• What you are asked to do
Beginning with the line that holds "Need: a point" and ending with the last line below, please copy every line exactly, add nothing, and leave out the pictures.

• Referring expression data
= = =
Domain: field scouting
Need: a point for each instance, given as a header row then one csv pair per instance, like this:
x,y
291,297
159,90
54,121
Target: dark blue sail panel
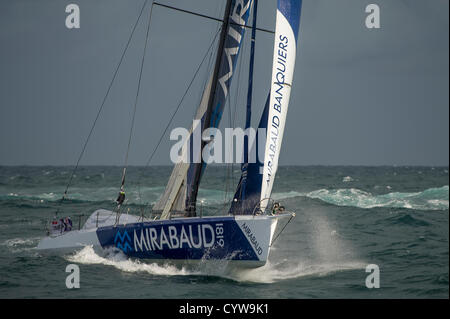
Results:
x,y
248,192
291,10
237,19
= = =
• Exercise answer
Need: a point for each instance, given as a header row then one csv pair per instance, like this:
x,y
291,297
159,90
54,121
Target: dark blue sail panel
Results:
x,y
248,192
291,10
237,19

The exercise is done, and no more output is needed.